YOUR ASSIGNMENT =
Copy nothing from the entries below except the lines from the one containing "of the chevrolet" through the one containing "of the side", and copy those exactly.

[[ EXTRACTED MATERIAL, beginning ]]

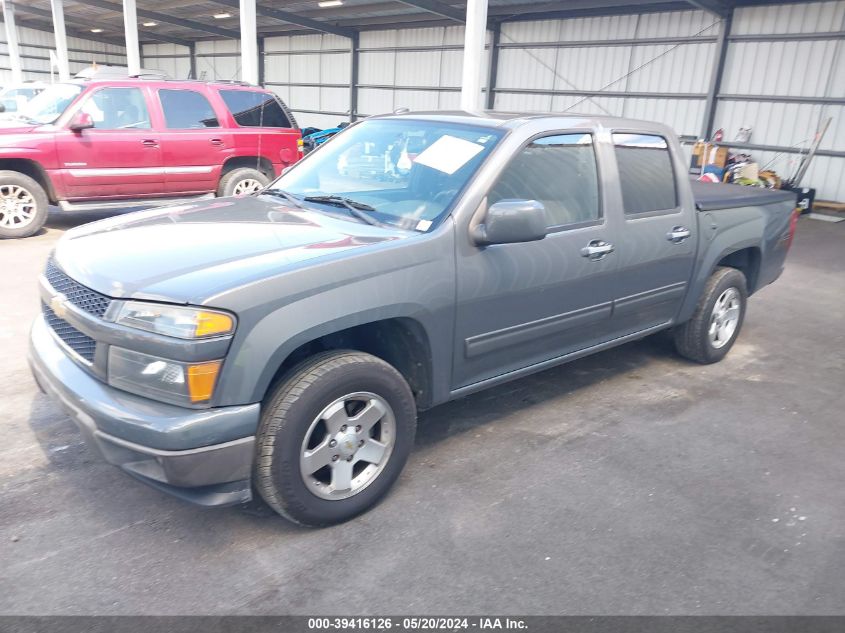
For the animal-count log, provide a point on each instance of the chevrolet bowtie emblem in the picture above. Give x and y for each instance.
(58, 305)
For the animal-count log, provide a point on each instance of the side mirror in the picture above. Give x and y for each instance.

[[ EXTRACTED MATERIAL, end ]]
[[ EXTRACTED MATERIAL, beginning ]]

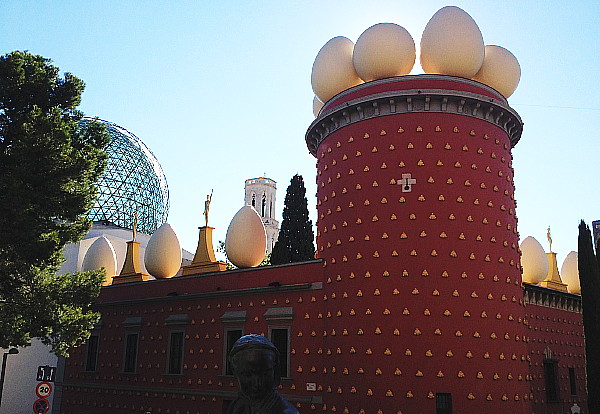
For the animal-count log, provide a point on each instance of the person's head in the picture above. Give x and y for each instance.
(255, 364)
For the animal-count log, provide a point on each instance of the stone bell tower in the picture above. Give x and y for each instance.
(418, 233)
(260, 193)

[[ EXTRACTED MATERIAL, end ]]

RESPONSE AREA =
For the animal-count log, provide a point on each instance of the chevrolet bowtie emblem in the picture above. Give x and y for each instance.
(58, 305)
For the animal-count log, provide a point on each instance of the side mirror in the picture above. Give x and y for each instance.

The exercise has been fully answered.